_The exercise_: Copy out every one of the records below word for word, leaving out the pictures.

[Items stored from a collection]
____

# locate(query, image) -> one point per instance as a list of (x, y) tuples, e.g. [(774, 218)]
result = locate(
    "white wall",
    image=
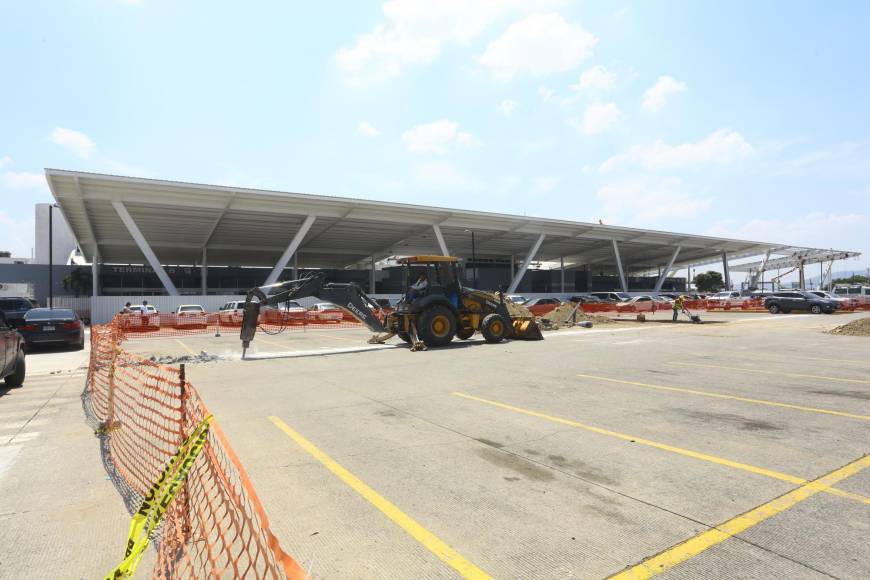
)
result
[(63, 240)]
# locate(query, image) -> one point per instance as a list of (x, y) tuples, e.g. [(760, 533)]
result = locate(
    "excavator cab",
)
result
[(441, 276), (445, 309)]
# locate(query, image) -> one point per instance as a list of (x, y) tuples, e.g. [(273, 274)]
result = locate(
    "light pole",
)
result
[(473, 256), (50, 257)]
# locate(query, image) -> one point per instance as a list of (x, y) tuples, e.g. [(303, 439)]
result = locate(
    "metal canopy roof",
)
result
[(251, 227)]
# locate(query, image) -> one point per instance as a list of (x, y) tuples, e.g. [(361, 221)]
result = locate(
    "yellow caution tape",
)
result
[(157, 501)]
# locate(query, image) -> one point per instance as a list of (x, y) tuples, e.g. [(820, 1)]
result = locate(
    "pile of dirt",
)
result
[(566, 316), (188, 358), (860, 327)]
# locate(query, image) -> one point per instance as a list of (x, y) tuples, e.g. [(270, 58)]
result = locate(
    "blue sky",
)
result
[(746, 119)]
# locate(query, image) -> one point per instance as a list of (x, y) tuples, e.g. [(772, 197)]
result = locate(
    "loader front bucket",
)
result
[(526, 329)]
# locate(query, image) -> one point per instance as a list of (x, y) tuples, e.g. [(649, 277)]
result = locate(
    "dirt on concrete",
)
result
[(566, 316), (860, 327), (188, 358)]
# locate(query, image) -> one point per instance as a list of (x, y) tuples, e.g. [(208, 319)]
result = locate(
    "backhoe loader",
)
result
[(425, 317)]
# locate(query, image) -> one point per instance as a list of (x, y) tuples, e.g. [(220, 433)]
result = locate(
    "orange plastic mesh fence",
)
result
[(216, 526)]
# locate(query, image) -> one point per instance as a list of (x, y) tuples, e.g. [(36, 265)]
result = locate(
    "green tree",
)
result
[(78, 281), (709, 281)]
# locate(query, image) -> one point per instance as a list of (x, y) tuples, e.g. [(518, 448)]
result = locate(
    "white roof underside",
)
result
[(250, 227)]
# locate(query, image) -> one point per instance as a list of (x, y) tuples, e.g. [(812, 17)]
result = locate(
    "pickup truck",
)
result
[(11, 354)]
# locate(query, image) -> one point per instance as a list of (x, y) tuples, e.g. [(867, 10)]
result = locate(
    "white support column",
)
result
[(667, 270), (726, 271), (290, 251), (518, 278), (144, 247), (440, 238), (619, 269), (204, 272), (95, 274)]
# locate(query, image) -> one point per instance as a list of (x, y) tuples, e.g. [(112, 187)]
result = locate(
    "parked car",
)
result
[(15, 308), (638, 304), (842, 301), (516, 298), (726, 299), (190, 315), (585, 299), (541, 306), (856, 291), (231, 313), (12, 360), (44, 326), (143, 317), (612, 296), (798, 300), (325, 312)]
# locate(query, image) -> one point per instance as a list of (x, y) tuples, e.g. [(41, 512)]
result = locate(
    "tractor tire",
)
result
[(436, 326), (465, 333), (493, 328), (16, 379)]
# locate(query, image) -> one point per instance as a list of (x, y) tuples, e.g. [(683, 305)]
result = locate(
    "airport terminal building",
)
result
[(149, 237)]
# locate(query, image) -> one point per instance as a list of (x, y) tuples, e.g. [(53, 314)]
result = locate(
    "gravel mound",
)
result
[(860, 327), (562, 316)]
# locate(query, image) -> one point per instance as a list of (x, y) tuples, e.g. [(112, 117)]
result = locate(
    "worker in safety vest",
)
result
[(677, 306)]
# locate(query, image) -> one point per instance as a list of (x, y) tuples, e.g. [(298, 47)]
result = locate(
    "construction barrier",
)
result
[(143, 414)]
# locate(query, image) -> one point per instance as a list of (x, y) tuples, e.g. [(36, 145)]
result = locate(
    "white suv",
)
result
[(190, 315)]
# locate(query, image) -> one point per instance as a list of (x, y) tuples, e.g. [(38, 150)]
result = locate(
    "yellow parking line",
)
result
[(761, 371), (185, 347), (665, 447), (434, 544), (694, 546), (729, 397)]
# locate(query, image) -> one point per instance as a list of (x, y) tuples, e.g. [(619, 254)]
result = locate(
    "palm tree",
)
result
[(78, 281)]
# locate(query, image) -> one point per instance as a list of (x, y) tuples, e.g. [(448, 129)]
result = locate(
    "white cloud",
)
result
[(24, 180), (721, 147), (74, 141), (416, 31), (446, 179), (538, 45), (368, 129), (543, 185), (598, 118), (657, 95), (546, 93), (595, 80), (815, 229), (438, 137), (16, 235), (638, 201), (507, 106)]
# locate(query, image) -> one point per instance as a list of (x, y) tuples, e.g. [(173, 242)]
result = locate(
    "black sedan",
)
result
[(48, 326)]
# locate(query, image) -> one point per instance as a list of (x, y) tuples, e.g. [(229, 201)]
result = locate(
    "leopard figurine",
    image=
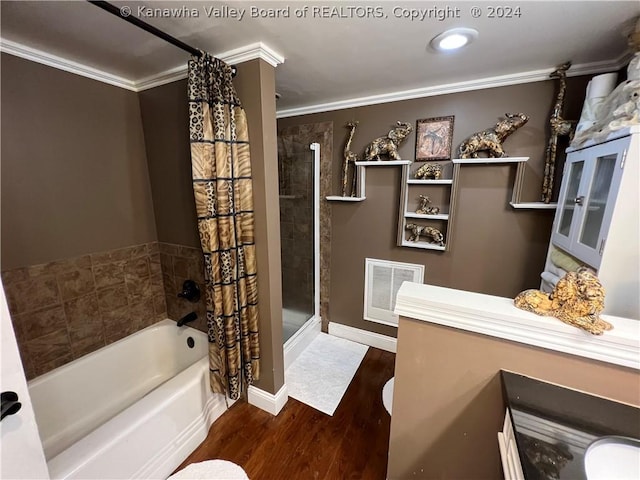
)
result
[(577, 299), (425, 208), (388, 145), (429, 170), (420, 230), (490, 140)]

____

_Output for this task_:
# locate(query, image) -> one point per instance as a list of (x, y) tuples, e.g. [(774, 218)]
result = locate(
    "white wall",
    image=
)
result
[(63, 240)]
# locate(query, image) -> one point per instance as a list of (x, y) tuples, e.g. [(760, 533)]
result = locate(
    "excavator cab",
)
result
[(441, 276), (445, 309)]
# locate(query, image) -> one point per instance as a list of (x, y) tuples, e.g. [(273, 274)]
result = locate(
    "light pole",
)
result
[(473, 256), (50, 257)]
# locate(query, image) -> one point per instance as a list of (x, y) tuples, e.g. [(303, 439)]
result = locate(
    "metal canopy roof",
)
result
[(251, 227)]
# locate(query, image) -> one point per instance as a list of (x, y) tuples, e.g. [(361, 221)]
result = locate(
    "yellow caution tape",
)
result
[(157, 501)]
# locate(query, image) -> one point per instance as a list of (x, y) tuples, e.g. [(820, 1)]
result = locate(
    "pile of dirt",
)
result
[(566, 316), (188, 358), (860, 327)]
# locate(query, image) -> one point per instance as a list of (x, y) tuples, e.g. [(270, 58)]
result = locate(
    "blue sky",
)
result
[(746, 119)]
# locate(query, image) -> one point per instance as a list of (x, y) tuples, e.g. [(772, 197)]
result = locate(
    "loader front bucket",
)
result
[(526, 329)]
# locate(query, image) -> one point per instance as a list of (x, y) tuples, e.g. [(649, 277)]
result = locate(
    "dirt on concrete",
)
result
[(566, 316), (860, 327), (188, 358)]
# locate(query, image) -> one point per instance as a list of (x, y) tuples, e.g. [(208, 319)]
result = locate(
    "backhoe loader",
)
result
[(425, 317)]
# locate(query, image) -> one point per instance as a list of (x, y) tuples, e.g. [(220, 433)]
result = locate(
    "orange plastic mesh fence",
)
result
[(216, 526)]
# locate(query, image) -> one point per instance as a list of (x, y) tuples, e.g. [(36, 265)]
result = locate(
    "green tree",
)
result
[(78, 281), (709, 281)]
# locate(query, image) -> one point per instance as a list of (x, y) tuples, e.g. [(518, 448)]
result = locate(
    "white roof underside",
)
result
[(250, 227)]
# locate(query, image) -> one point per instance as a list of (x, y) tuples, e.g. [(812, 17)]
result = locate(
    "pickup truck",
)
result
[(11, 354)]
# locate(query, image) -> one point per instance as a list of (x, y) tuples, e.g. [(867, 10)]
result = locate(
    "white support column",
)
result
[(667, 270), (726, 271), (290, 251), (518, 278), (144, 247), (440, 238), (619, 269), (204, 272), (95, 274)]
# locate(query, image) -> one point per instance as a list of (x, y) tuples, e.g. [(112, 187)]
result = locate(
    "parked car",
)
result
[(15, 308), (638, 304), (842, 301), (516, 298), (726, 299), (190, 315), (585, 299), (541, 306), (856, 291), (231, 313), (12, 360), (44, 326), (143, 317), (612, 296), (798, 300), (325, 312)]
# locate(query, image) -> one point per instance as a list of (x, y) tuples, e.g. [(41, 512)]
result = locate(
    "tractor tire",
)
result
[(436, 326), (465, 333), (493, 328), (16, 379)]
# locate(query, image) -> one point per instance as a list of (x, y) tuples, e.g. [(683, 305)]
result = locate(
    "airport terminal building",
)
result
[(149, 237)]
# locate(query, image) -> one point per instance as a list of (x, y) tuples, e.g. [(53, 314)]
result = locate(
    "gravel mound",
)
result
[(860, 327), (562, 316)]
# locate(query, image) -> one point per instance as a list of (x, y) tuples, e.g. [(112, 117)]
result = locate(
    "worker in safety vest",
)
result
[(677, 306)]
# locate(query, image) -> one point per instance as a list of (x, y) tuples, e.g. [(298, 47)]
result = locate(
    "construction barrier",
)
result
[(143, 414)]
# locate(query, image) -> one point per instance as a list of (x, y) tuples, e.g. [(36, 145)]
result = locate(
    "white suv",
)
result
[(190, 315)]
# locate(query, image) -> one point per instance as a list of (x, y) tuples, e.g. [(38, 150)]
result = locate(
    "yellow parking line",
)
result
[(761, 371), (185, 347), (665, 447), (434, 544), (694, 546), (729, 397)]
# locate(query, image) -> one point per instance as a list of (x, y) tuples, e.g. [(619, 254)]
result = locate(
    "palm tree",
)
result
[(78, 281)]
# locate(query, image) -> one point per instance as a list of (x, y) tuples, e.g. [(448, 129)]
result = locate(
    "white cloud",
)
result
[(24, 180), (721, 147), (74, 141), (416, 31), (446, 179), (538, 45), (368, 129), (543, 185), (598, 118), (657, 95), (546, 93), (595, 80), (815, 229), (438, 137), (16, 235), (638, 201), (507, 106)]
# locate(query, image) -> one point per instance as a list of (x, y) tuples, e.g. [(173, 242)]
result = locate(
    "black sedan",
)
result
[(48, 326)]
# locate(query, image) -> one point per instance as a list of (x, y) tuples, e.g. [(229, 201)]
result = locate(
    "leopard figurine",
    image=
)
result
[(577, 299), (425, 208), (388, 145), (429, 170), (420, 230), (490, 140)]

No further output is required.